● Rumusan Masalah
Tulis ulang baris-baris data di antara baris yang memuat "TARGET: blossom cluster in shade" dan baris yang memuat "232), (14, 141)]", termasuk kedua baris itu, sebagai tabel Markdown dengan kolom "No." untuk nomor urut dan "Baris" untuk isi barisnya. Baris kosong tidak perlu dimasukkan.

● Data yang Diberikan
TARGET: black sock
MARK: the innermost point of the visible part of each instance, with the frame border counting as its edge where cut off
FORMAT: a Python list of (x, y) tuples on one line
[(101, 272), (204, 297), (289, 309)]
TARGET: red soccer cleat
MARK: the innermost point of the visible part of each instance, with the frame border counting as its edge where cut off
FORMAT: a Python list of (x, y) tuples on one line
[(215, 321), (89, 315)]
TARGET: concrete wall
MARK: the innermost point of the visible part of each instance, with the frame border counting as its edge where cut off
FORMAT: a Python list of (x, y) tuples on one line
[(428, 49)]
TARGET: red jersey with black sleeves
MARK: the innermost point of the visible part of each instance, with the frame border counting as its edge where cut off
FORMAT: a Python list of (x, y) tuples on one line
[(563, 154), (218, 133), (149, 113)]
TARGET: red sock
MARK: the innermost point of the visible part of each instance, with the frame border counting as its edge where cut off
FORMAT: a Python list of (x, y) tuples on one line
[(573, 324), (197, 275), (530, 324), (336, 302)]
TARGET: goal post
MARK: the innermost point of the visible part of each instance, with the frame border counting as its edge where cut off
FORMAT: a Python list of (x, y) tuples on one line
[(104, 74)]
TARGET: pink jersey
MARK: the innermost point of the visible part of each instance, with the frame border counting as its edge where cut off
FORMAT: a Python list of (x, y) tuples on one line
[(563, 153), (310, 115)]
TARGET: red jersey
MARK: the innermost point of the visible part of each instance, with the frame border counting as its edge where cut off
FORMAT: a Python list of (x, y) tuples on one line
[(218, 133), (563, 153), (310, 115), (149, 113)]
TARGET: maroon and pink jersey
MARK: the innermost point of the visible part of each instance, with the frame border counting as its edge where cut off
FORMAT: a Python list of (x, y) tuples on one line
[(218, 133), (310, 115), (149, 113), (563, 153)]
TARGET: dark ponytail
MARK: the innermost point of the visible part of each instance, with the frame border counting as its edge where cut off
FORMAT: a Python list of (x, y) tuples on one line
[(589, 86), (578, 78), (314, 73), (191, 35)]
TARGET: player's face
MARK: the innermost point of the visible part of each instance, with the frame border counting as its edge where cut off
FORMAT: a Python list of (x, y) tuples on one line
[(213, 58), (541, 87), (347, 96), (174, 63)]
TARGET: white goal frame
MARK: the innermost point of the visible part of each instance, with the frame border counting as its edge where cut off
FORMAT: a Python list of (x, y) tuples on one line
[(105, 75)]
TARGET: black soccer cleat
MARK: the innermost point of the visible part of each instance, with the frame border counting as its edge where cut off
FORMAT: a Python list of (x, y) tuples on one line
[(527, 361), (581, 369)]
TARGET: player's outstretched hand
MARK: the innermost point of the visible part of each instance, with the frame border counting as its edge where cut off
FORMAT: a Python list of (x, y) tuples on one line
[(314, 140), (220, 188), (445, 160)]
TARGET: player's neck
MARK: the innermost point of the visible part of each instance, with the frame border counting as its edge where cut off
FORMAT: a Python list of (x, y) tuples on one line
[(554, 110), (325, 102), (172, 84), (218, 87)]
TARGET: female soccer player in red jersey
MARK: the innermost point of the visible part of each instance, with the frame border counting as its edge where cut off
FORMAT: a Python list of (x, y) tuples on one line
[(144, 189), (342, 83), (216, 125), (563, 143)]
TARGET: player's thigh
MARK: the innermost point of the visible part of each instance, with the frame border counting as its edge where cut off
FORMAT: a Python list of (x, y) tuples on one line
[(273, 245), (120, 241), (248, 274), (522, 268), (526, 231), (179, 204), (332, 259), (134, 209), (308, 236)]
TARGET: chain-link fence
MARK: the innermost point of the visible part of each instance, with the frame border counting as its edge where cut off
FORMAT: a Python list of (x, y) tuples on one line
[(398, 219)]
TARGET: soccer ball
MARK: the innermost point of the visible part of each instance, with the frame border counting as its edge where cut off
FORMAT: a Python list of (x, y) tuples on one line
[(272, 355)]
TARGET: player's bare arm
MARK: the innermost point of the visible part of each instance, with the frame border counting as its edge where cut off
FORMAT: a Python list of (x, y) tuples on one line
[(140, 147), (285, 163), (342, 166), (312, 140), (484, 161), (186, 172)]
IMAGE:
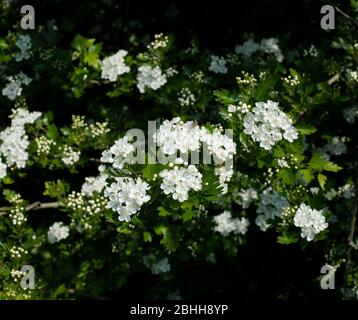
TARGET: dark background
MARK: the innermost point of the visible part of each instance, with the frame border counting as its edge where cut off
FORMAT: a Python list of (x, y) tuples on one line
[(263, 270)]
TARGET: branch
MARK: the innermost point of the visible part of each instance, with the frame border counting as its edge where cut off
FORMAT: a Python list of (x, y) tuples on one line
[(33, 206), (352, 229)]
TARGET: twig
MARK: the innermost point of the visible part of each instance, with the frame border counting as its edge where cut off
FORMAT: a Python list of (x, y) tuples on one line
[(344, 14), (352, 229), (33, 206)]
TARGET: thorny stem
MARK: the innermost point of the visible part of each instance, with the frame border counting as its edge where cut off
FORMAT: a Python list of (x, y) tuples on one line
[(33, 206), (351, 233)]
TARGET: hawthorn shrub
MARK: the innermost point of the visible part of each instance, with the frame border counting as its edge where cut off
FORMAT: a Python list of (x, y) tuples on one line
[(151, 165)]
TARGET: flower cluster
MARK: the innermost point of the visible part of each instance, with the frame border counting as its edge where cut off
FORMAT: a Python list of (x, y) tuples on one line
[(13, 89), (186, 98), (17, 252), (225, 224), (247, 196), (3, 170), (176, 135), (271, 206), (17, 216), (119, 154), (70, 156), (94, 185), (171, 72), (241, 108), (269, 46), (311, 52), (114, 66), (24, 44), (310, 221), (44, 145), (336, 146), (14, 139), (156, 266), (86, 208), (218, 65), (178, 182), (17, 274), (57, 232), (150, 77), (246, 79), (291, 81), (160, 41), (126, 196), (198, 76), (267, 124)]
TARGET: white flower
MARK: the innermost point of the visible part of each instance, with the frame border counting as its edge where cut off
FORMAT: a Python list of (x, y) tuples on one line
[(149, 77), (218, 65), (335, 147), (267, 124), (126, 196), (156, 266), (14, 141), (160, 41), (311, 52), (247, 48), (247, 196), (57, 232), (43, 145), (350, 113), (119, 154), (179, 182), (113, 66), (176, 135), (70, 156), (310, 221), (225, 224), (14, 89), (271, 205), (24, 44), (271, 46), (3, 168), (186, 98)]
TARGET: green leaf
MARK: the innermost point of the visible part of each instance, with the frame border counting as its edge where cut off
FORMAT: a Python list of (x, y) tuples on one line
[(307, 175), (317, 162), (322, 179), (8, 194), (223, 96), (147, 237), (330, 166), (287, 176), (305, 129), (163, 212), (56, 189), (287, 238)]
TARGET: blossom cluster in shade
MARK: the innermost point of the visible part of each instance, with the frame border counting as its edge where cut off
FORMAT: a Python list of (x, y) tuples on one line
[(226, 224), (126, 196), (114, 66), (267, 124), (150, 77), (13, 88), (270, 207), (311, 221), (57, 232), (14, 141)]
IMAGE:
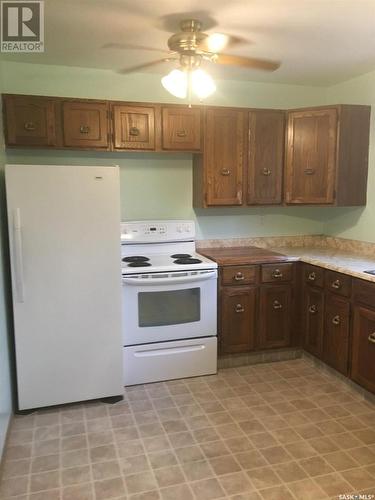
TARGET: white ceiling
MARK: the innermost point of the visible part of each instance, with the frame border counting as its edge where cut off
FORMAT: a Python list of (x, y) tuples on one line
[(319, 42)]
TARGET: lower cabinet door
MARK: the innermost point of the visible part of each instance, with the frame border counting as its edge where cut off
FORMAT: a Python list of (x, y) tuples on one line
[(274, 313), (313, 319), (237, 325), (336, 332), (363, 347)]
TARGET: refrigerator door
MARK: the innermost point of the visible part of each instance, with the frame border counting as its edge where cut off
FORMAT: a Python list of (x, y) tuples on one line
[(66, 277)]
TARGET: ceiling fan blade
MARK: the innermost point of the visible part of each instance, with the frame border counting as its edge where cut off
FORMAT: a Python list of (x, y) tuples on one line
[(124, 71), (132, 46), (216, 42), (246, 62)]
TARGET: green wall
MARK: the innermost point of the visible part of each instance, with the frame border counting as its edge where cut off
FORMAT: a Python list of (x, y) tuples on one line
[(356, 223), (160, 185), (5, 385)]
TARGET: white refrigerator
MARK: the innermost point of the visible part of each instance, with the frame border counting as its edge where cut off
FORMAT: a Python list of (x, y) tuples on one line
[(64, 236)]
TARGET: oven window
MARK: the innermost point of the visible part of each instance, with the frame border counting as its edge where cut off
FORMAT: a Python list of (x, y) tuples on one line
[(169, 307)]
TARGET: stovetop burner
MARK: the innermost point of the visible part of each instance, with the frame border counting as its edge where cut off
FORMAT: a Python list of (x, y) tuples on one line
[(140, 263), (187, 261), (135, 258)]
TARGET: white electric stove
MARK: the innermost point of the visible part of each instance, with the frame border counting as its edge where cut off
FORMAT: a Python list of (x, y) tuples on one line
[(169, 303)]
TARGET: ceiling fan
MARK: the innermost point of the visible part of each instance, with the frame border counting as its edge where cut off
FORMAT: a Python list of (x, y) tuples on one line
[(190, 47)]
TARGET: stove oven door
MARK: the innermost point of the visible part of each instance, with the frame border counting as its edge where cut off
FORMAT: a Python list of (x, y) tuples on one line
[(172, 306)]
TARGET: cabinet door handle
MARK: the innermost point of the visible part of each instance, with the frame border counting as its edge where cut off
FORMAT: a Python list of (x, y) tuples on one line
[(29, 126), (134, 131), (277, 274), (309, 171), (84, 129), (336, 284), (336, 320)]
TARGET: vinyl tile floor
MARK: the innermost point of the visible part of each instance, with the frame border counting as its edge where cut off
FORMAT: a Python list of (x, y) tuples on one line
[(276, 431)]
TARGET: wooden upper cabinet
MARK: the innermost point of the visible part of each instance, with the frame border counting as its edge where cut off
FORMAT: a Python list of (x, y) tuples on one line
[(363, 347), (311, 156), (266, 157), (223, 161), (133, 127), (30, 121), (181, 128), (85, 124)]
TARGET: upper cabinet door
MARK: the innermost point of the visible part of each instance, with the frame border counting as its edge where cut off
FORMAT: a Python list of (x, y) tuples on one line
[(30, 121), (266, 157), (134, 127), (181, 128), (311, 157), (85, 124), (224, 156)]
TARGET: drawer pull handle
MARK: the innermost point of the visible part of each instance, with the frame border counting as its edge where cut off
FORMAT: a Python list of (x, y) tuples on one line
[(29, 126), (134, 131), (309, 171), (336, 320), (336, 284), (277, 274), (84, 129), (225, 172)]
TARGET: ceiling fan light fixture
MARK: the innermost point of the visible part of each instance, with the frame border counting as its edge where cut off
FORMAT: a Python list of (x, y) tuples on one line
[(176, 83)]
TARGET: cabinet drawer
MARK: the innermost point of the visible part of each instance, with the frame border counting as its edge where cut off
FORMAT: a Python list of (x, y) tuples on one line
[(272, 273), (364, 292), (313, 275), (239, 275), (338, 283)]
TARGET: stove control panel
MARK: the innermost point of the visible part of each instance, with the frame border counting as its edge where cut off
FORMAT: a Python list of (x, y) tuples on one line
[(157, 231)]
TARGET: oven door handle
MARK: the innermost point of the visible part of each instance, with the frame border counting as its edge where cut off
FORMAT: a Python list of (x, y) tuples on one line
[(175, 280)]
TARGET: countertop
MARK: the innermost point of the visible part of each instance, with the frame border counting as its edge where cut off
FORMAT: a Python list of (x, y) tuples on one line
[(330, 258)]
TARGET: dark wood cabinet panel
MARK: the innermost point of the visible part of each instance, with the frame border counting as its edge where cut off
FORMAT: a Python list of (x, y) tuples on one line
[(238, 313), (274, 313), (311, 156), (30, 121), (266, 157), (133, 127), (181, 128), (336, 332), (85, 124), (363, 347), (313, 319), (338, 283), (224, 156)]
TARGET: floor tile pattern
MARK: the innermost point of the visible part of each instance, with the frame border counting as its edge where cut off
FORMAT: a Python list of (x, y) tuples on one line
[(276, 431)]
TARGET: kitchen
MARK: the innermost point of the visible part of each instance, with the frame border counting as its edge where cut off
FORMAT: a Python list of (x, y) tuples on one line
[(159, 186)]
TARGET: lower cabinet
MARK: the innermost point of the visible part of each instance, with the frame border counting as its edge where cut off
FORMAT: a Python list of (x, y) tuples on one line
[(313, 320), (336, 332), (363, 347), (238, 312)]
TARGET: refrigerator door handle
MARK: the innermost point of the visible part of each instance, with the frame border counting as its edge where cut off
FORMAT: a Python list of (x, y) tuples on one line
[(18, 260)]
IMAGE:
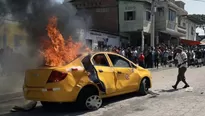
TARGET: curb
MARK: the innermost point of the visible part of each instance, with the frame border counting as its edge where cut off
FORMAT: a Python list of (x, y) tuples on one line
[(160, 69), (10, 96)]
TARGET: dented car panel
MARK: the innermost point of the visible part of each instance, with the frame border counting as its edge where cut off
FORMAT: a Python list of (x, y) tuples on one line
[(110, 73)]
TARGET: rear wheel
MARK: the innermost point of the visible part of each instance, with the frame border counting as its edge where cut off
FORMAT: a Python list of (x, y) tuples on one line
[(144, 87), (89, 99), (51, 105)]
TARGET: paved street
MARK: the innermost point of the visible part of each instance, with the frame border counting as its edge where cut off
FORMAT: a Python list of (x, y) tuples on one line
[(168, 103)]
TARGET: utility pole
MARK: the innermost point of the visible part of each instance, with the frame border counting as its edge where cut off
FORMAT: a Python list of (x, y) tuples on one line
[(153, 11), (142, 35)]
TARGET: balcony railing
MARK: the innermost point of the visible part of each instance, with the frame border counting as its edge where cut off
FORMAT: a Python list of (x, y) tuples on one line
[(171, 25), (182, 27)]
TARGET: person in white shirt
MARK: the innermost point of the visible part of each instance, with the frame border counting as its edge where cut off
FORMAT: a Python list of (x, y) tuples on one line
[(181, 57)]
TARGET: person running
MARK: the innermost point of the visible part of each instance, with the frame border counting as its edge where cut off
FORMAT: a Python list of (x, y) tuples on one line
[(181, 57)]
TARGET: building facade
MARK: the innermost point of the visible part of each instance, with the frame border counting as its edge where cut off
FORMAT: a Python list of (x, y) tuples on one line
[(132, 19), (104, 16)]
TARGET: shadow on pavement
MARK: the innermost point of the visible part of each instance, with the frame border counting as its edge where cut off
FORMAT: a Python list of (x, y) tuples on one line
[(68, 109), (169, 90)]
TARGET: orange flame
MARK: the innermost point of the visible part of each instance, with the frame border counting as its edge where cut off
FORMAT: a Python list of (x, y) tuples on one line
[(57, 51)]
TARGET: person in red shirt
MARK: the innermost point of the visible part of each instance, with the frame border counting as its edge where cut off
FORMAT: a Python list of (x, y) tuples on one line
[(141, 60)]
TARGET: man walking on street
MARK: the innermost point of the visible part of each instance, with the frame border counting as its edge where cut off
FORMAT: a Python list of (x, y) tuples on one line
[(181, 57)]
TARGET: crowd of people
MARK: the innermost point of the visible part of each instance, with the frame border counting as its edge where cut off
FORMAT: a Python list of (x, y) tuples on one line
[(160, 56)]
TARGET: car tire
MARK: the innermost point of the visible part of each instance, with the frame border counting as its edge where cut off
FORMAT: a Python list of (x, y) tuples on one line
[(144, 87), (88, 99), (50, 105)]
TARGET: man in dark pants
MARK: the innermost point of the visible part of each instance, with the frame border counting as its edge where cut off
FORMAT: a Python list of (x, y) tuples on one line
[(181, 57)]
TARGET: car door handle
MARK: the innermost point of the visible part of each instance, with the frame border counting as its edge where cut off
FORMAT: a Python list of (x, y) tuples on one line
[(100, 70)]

● Jawaban Tertulis
| No. | Baris |
|---|---|
| 1 | TARGET: blossom cluster in shade |
| 2 | MARK: the innermost point of the visible part of each instance, with the frame border counting as its edge where cut off |
| 3 | FORMAT: a Python list of (x, y) tuples on one line |
| 4 | [(226, 224), (126, 196), (114, 66), (267, 124), (150, 77), (13, 88), (270, 207), (311, 221), (57, 232), (14, 141)] |